= Beginning of Section =

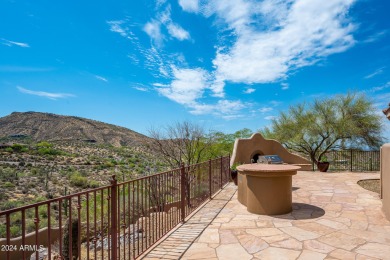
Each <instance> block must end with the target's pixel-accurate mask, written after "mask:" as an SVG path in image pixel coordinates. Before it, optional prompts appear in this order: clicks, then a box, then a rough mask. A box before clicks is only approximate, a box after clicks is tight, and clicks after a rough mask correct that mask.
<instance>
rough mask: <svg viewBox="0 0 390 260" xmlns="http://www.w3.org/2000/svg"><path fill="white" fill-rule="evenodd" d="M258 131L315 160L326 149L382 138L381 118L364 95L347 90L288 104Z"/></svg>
mask: <svg viewBox="0 0 390 260" xmlns="http://www.w3.org/2000/svg"><path fill="white" fill-rule="evenodd" d="M260 132H262V134H263V135H264V137H266V138H272V139H275V140H278V141H279V142H281V143H282V144H283V145H284V146H285V147H286V148H288V149H290V150H292V151H295V152H298V153H302V154H306V155H307V156H308V157H309V158H310V159H311V160H312V162H314V163H315V164H318V162H319V161H321V159H323V157H324V154H325V153H326V152H327V151H328V150H329V149H338V148H357V147H370V148H378V147H379V146H380V145H381V144H382V142H383V137H382V125H381V118H380V116H379V115H378V113H377V109H375V108H374V106H373V103H372V102H371V101H370V100H368V99H367V98H366V97H365V96H364V95H361V94H356V93H348V94H346V95H336V96H334V97H331V98H326V99H316V100H314V102H312V103H310V104H298V105H295V106H291V107H290V108H289V110H288V112H286V113H284V112H281V113H280V115H279V117H277V118H276V119H274V120H273V121H272V125H271V126H270V127H265V128H264V129H263V130H262V131H260Z"/></svg>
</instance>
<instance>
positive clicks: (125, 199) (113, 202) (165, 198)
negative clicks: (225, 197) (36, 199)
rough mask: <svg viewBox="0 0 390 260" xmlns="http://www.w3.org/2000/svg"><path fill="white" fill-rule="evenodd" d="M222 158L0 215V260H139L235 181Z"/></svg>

= End of Section =

• **Exercise instructions**: Within the records above, count each line holding "instance". Write down only the number.

• **Finished exercise**: 4